Given problem: Please repeat, word for word, everything from the line containing "target: <item>person standing" down to the line containing "156 78 L 159", including both of those lines and nothing else.

Region annotation items
******

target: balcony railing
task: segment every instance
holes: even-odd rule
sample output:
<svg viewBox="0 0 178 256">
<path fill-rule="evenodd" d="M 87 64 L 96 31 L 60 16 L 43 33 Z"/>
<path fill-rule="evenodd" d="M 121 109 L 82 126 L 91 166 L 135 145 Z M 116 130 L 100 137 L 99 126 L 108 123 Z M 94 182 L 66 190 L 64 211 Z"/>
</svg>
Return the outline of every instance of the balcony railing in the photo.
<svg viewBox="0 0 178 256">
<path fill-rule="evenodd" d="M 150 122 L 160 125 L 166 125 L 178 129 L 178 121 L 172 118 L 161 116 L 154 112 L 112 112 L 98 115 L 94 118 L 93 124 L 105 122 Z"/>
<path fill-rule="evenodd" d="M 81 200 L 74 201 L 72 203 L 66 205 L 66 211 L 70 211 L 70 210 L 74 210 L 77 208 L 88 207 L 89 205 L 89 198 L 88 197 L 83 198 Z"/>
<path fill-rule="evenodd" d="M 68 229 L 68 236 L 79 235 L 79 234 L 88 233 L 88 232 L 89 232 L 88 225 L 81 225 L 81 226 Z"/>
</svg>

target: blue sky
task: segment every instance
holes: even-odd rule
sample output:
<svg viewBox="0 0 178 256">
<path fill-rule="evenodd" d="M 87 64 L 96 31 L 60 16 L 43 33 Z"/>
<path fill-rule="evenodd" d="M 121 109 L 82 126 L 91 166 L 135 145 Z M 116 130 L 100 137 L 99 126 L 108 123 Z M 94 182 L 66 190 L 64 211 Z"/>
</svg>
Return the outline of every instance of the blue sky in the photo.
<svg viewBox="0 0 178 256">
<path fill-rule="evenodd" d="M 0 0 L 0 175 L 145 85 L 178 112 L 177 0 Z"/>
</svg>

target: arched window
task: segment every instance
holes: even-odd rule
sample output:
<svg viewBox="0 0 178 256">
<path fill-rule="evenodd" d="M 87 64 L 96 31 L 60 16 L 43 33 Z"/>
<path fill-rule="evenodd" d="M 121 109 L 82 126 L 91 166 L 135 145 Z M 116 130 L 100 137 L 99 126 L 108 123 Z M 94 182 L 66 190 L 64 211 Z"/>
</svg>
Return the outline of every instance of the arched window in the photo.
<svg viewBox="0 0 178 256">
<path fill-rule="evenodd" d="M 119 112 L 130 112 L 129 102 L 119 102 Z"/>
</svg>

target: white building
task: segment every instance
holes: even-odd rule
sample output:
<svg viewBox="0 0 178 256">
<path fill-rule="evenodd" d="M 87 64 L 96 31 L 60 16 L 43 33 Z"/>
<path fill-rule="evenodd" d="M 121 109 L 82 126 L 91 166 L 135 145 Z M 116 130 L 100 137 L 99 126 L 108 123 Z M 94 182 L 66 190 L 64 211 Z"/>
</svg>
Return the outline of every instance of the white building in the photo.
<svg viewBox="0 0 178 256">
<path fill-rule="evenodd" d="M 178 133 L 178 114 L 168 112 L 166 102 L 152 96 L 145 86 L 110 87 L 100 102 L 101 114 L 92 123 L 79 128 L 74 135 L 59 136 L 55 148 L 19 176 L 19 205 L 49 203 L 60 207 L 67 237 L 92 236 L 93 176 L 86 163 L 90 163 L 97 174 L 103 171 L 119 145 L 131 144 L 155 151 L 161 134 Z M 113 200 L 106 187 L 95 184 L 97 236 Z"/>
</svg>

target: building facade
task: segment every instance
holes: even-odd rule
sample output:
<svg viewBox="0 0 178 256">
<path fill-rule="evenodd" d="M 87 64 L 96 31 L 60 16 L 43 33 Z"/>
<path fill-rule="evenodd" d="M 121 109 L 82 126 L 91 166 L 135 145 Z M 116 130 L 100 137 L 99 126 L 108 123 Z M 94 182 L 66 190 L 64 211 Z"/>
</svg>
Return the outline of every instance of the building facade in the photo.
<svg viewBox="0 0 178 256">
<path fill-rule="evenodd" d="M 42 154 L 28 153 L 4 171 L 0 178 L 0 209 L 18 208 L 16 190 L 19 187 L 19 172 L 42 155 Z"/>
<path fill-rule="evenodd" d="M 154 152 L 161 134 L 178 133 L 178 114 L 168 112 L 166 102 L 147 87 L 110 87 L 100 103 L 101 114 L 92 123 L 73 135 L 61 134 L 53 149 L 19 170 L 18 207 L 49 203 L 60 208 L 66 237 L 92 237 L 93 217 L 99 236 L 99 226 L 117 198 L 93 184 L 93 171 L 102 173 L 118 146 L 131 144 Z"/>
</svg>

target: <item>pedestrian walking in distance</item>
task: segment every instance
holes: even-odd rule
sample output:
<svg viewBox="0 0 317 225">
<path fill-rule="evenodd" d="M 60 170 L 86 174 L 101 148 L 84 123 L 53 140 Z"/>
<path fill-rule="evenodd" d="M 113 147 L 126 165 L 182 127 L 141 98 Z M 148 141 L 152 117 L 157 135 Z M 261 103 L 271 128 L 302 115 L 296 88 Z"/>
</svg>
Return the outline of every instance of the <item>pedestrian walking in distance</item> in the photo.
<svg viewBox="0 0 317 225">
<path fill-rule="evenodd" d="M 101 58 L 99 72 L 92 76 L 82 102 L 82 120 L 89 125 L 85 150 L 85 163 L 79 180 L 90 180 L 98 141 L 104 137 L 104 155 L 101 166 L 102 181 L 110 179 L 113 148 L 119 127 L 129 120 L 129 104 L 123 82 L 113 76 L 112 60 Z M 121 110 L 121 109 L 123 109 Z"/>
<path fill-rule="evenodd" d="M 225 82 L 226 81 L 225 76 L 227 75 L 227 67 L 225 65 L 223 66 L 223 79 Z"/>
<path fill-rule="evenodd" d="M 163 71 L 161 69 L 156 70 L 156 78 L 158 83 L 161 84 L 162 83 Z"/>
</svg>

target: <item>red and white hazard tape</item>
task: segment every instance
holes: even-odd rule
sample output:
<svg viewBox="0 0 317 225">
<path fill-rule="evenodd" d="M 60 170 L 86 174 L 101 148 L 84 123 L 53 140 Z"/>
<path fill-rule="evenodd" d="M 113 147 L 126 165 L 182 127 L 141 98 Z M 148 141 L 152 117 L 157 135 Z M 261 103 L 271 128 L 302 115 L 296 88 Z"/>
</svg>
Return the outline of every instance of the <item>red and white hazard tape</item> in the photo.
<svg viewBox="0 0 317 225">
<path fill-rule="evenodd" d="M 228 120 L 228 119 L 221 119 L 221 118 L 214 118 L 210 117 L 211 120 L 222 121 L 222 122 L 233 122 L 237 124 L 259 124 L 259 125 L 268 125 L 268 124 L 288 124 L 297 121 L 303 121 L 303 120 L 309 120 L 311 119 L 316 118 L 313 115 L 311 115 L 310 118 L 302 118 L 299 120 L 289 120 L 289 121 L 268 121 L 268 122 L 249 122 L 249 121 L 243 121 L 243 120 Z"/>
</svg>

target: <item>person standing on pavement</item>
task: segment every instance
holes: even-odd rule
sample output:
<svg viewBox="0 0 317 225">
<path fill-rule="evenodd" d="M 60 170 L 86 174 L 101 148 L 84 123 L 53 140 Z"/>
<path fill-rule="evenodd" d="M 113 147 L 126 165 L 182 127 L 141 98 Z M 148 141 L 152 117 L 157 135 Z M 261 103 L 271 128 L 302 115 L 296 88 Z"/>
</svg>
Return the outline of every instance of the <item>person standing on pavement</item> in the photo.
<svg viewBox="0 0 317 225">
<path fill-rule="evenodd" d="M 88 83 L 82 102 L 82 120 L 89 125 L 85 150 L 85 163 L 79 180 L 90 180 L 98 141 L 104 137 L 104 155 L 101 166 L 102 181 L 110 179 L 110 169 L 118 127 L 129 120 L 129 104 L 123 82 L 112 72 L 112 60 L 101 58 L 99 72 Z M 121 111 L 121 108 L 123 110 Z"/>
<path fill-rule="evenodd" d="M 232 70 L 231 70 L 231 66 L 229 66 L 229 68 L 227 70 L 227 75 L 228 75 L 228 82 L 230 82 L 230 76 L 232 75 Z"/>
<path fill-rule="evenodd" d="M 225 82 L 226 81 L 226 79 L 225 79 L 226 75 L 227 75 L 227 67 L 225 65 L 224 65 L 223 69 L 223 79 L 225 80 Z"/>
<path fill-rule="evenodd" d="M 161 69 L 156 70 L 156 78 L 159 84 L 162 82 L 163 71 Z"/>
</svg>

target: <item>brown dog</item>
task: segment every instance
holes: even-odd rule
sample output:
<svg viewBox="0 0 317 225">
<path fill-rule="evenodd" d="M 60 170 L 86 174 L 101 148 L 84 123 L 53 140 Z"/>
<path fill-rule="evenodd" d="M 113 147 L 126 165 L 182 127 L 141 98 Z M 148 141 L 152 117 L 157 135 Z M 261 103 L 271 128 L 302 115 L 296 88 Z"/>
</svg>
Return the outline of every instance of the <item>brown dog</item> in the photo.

******

Full response:
target: <item>person standing on pavement</item>
task: segment every instance
holes: even-odd rule
sample output:
<svg viewBox="0 0 317 225">
<path fill-rule="evenodd" d="M 60 170 L 86 174 L 101 148 L 84 123 L 53 140 Z"/>
<path fill-rule="evenodd" d="M 113 147 L 126 165 L 182 127 L 141 98 Z M 148 141 L 152 117 L 157 135 Z M 261 103 L 271 128 L 302 115 L 296 88 Z"/>
</svg>
Return the outline of every instance of the <item>person standing on pavement</item> in the photo.
<svg viewBox="0 0 317 225">
<path fill-rule="evenodd" d="M 88 83 L 82 102 L 82 120 L 89 125 L 85 150 L 85 163 L 79 180 L 90 180 L 98 141 L 104 137 L 104 155 L 101 166 L 102 181 L 110 179 L 110 169 L 118 127 L 129 120 L 129 104 L 123 82 L 112 72 L 112 60 L 101 58 L 99 72 Z M 121 111 L 121 108 L 123 110 Z"/>
<path fill-rule="evenodd" d="M 232 70 L 231 70 L 231 66 L 229 66 L 229 68 L 227 70 L 227 75 L 228 75 L 228 82 L 230 82 L 230 76 L 232 75 Z"/>
<path fill-rule="evenodd" d="M 225 82 L 226 81 L 226 79 L 225 79 L 226 75 L 227 75 L 227 67 L 225 65 L 224 65 L 223 69 L 223 79 L 225 80 Z"/>
<path fill-rule="evenodd" d="M 161 69 L 156 70 L 156 78 L 159 84 L 162 82 L 163 71 Z"/>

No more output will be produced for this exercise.